Write the listing out again, exactly as it appears.

Provided entries ::

● ● ● ●

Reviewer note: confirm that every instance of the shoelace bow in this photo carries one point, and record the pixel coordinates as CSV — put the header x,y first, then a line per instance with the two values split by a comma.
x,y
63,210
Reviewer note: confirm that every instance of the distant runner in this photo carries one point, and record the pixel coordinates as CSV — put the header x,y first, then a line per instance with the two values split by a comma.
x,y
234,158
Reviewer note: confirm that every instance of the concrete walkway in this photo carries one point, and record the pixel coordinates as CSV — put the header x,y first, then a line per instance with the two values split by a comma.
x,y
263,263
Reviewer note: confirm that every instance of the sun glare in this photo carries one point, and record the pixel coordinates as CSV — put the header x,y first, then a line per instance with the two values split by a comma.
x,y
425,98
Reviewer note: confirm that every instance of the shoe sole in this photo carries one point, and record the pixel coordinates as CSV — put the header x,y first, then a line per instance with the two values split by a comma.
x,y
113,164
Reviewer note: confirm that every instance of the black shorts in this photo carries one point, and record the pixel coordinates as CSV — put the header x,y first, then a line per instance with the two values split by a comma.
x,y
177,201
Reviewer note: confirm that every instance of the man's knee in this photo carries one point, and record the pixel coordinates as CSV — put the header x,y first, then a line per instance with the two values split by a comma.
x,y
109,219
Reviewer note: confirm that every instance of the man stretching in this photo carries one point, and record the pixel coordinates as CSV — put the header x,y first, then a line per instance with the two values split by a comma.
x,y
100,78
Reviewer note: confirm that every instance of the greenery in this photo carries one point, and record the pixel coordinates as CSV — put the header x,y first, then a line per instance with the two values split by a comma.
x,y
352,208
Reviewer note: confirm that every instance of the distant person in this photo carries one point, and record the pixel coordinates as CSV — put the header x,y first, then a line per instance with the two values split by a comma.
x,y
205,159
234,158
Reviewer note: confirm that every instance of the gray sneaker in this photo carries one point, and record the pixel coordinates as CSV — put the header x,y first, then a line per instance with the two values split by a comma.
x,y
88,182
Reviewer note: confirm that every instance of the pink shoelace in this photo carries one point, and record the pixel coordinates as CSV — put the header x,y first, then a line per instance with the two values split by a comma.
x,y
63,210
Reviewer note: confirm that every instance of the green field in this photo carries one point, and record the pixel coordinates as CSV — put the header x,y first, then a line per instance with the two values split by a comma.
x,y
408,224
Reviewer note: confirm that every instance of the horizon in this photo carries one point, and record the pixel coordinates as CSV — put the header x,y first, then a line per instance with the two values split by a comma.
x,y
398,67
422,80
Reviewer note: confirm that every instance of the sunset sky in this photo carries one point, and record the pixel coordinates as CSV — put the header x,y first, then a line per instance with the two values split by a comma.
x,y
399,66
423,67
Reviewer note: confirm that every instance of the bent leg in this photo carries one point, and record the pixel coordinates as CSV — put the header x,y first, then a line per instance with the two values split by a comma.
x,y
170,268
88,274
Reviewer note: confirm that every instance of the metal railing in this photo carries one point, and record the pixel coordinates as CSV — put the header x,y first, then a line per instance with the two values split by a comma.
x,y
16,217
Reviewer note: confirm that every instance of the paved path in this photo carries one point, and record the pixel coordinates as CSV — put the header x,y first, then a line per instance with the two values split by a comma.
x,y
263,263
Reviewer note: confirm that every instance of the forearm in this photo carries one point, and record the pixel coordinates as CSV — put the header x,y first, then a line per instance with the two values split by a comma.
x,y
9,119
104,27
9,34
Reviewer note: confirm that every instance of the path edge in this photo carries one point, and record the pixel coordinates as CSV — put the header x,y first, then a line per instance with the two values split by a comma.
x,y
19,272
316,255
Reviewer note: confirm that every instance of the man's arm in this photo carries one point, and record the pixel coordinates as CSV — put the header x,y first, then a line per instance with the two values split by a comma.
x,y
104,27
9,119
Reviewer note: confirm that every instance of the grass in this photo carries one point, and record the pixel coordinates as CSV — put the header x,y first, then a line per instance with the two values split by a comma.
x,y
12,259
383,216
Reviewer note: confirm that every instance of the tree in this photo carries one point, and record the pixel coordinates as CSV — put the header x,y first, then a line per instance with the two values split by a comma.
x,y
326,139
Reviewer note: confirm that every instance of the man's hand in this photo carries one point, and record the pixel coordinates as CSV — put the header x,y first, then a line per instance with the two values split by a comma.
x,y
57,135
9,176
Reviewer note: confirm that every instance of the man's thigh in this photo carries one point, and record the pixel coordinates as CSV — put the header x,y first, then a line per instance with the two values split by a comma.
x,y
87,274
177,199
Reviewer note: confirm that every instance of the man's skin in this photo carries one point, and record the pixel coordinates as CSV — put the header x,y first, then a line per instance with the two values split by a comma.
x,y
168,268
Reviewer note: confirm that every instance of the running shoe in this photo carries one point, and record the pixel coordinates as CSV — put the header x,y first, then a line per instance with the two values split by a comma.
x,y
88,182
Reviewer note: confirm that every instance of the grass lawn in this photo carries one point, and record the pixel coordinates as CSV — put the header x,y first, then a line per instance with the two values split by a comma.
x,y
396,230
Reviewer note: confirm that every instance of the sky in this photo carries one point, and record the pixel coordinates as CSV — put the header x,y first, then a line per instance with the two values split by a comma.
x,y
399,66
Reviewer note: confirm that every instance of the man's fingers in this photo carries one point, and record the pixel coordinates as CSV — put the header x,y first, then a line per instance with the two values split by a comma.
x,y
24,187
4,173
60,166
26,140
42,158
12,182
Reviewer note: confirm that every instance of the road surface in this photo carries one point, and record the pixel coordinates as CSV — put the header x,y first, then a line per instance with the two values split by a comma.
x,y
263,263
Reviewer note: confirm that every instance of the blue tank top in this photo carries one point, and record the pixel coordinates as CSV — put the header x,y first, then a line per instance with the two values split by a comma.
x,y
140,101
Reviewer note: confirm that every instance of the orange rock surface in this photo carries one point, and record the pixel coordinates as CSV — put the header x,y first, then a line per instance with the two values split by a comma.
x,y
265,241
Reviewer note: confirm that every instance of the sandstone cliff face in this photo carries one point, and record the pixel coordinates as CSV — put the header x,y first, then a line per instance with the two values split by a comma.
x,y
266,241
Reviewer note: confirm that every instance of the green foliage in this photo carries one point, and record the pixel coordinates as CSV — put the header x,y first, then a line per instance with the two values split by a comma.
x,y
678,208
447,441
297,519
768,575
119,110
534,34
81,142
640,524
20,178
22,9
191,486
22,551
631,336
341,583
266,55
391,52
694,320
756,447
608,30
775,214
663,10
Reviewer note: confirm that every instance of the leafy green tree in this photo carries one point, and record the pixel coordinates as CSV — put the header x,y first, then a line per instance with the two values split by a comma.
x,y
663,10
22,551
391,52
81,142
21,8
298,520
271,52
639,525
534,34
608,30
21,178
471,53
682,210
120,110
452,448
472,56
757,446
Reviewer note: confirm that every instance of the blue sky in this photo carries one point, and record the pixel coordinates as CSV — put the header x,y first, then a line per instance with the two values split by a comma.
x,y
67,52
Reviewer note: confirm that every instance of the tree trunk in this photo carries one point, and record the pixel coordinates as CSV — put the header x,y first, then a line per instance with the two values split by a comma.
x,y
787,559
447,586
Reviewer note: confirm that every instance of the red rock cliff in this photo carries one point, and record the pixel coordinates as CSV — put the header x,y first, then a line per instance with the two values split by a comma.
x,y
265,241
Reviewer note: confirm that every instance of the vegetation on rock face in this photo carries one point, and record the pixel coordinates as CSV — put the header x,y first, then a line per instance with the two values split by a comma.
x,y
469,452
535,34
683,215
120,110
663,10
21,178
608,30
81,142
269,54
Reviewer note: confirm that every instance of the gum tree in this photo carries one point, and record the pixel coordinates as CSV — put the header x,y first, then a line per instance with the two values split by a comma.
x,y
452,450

● ● ● ●

Output below ::
Reviewer note: confirm that every instance of the shoelace bow in this photo carries one point, and record the pixel coordinates as CSV — put the header x,y first, then a line per instance with the two values split by a comma.
x,y
63,210
Reviewer note: confirm that every instance of the distant runner in this photo carries one point, and record the pixel coordinates as CSV — put the header x,y first, then a line per instance with the two values split by a comma.
x,y
234,158
Reviewer note: confirm that every instance of the concrete walkway in this photo carries one point, and record the pixel coordinates as CSV — put the header x,y first, then a line per instance with the two values split by a comma.
x,y
263,263
Reviewer note: confirm that every instance of the sun glare in this photo carries one point, and record the pixel coordinates as CSV — put the header x,y first, then a line per instance with the two values split by a comma.
x,y
425,98
Reviewer note: confirm that every instance of the shoe sole in this photo carries one point, and record the pixel coordinates as CSV — put the header x,y first, then a line per instance with the two values split by a comma.
x,y
113,164
Reviewer note: confirm that every instance of the black shorts in this photo carries one point, and record the pixel coordinates as CSV — put the header x,y first, then a line per instance with the two values split by a comma.
x,y
177,201
Reviewer note: confirm that every instance of the man's knee in this photo carries one point, and record the pixel coordinates as CSV — put the header x,y first, then a line per instance with the two values split by a comma.
x,y
109,219
Reviewer note: confirm that every instance of the man stretching in this photo carries one point, and record the pixel coordinates as CSV — put the header x,y first, then a line per instance with the two values split by a comma.
x,y
100,78
Reviewer note: confirm that every instance of the greenery in this photo carries one point, and record the pixel coordinates as CSV — put the header x,y first, then a line per instance with the two values split by a comma.
x,y
352,208
Reviewer note: confirm that every instance of the distant person in this photo carries one point, and record the pixel coordinates as CSV — put the header x,y first, then a line per instance with the two values split by a comma.
x,y
205,159
234,158
Reviewer note: confirm that every instance of the gray sneaker in this photo carries one point, and record the pixel coordinates as CSV — put the header x,y first, then a line per instance with the two values split by a comma.
x,y
88,182
Reviewer note: confirm that every instance of the pink shoelace in this photo carries one point, and record the pixel coordinates as CSV — put the header x,y first, then a line per instance with the two values split by a comma.
x,y
63,210
Reviewer note: confirm that every instance of the green field in this photo carries one point, and record the pixel coordinates as CSV — put the header x,y first, then a line per instance with the two values split by a comma.
x,y
408,224
Reviewer note: confirm that every instance of the horizon in this photo carries one point, and record the pixel coordinates as CSV — put the header x,y first, then a line per instance with the two values split by a comma.
x,y
398,67
422,80
Reviewer note: confirm that every instance of the sunset sky in this photo carries one point, and record the pixel coordinates as CSV — put the header x,y first, then a line per instance with the two values split by a comma.
x,y
399,66
423,67
Reviewer note: confirm that every instance of the bent leg in this photo carries one point, and record the pixel coordinates as CSV — put the header x,y first, then a line per instance with the two values split by a comma.
x,y
170,268
88,274
Reviewer note: confirm that every instance of the metal railing in this photo carries one point, and record the pixel coordinates as CSV — put the header x,y first, then a line per instance with the two values split by a comma.
x,y
16,217
Reviewer note: confirm that every instance of the paved path in this photo carries one point, and record the pixel coordinates as CSV — put the header x,y first, then a line per instance with the two values split by a comma.
x,y
263,263
Reviewer note: confirm that every instance of the forearm in this photo carries one point, and record the pixel coordinates as CSV — put the header x,y first, then a line per instance with the two values split by a comma.
x,y
9,119
104,27
9,34
Reviewer note: confirm that every instance of the path edge in this photo carries one point, and record the pixel coordinates as CSV — put the header x,y first, then a line per instance with the two values split by a comma.
x,y
19,272
316,255
Reviewer note: confirm that every instance of the man's arm in this photo carries one point, and record the pixel coordinates as CSV — put the header x,y first, then a line per instance with the two values split by a comma.
x,y
104,27
9,119
Reviewer note: confirm that every instance of the grass in this photo carries one point, and record the pixel coordinates as CSV — put the header x,y first, then a line per instance with the two values split by a comma.
x,y
12,259
383,216
Reviewer note: confirm that every instance of the tree in this photo carries one point, and record the pixel coordinates as CSV — put the header x,y first, then a line per instance with the two values split by a comma.
x,y
326,139
Reviewer note: confirm that every instance of the man's hand in this photo carries one point, and record the pixel coordinates as CSV — put the header x,y first, then a line per instance with the two values split by a comma.
x,y
57,135
9,176
Reviewer note: confirm that every instance of the man's thigh in this photo carries one point, and record the pixel coordinates as CSV — put the header x,y first, then a line per instance with the two values split by a comma.
x,y
87,274
177,199
Reviewer note: confirm that every instance of the man's skin in this photo carries one point, and record the pixel coordinates as CSV — put the header x,y first, then a line per instance with the two values split by a comma.
x,y
168,268
Reviewer note: confirm that every instance of the running shoe in this photo carries one point, and record the pixel coordinates as CSV — put the header x,y first, then a line per instance with the two values split by a comma.
x,y
88,182
Reviewer note: confirm that every instance of the grass lawn in this photo carries one point, and record the pixel coordinates as CSV — put the header x,y first, then a line per instance with the two values split by a comma.
x,y
396,230
Reviewer note: confirm that every instance of the sky in this photo carries one point, and record the pixel coordinates as CSV — put the header x,y first, then a line per instance with the two values split by a comma.
x,y
399,66
Reviewer note: confirm that every instance of the man's fingers in this photo carries one point, and record the pixel coordinates as CSV — put the header x,y first, then a line per instance with the two values split by a comma.
x,y
24,187
4,173
60,166
26,140
42,158
12,182
Reviewer note: confirm that every instance of the road surface in this photo carries one point, and record the pixel coordinates as CSV — put the header x,y first, then a line per instance with the two values split by a comma.
x,y
263,263
Reviewer note: confirm that every instance of the blue tank top in this photo carries one point, and record the pixel coordinates as CSV — put the header x,y first, then a line per instance with the two values split by a comma.
x,y
140,101
Reviewer note: confirm that every instance of the orange rock surface in this photo carries one point, and record the pixel coordinates as CSV — put the header x,y first, then a line per instance with the two values split by a comma.
x,y
265,241
Reviewer note: confirm that every instance of the sandstone cliff face in this photo carries one point, and record the pixel coordinates as CSV — put the header x,y first, then a line per instance with the two values split by a comma.
x,y
266,241
Reviewer note: confirm that every instance of the green foliage in this photo carries one point, and record the pixel coordinates as CSV — put the header x,y first, then a line per instance with the two values split by a comma.
x,y
678,208
447,441
297,519
768,575
119,110
534,34
81,142
640,524
20,178
22,9
191,486
22,551
631,336
341,583
266,55
391,52
694,320
756,447
608,30
775,214
663,10
Reviewer note: confirm that every instance of the leafy green tree in this photo carries one point, and record the pixel coordinates as CSV — put the header x,y first, then a line per instance with the two values split by a comma.
x,y
663,10
22,551
391,52
81,142
21,8
298,520
271,52
639,525
534,34
608,30
21,178
471,53
682,210
120,110
452,448
472,56
757,446
Reviewer note: confirm that every instance of the blue sky in this photo carries one point, and record the pixel coordinates as CSV — put the header x,y first, then a line per instance with the two values split by a comma.
x,y
67,52
Reviewer note: confirm that every instance of the tree trunk in this photo carries one point, and record the pixel coordinates as CSV — put the header x,y first, then a line per instance with the two values split by a comma.
x,y
787,559
447,586
Reviewer note: confirm that every instance of the red rock cliff in this photo carries one point, and record the pixel coordinates as CSV — put the header x,y first, then a line per instance with the two values split by a comma.
x,y
265,241
Reviewer note: confirm that every instance of the vegetation on rock face in this photo carries one point, and record the pixel coordinates as CSV — put the header x,y first, then a line per instance with the two values split by a comma.
x,y
469,452
535,34
683,215
120,110
663,10
21,178
608,30
81,142
269,54
Reviewer note: confirm that every instance of the gum tree in this photo carries one point, and record the pixel coordinates as CSV — put the header x,y first, then a line per instance with the two values split by a comma.
x,y
452,450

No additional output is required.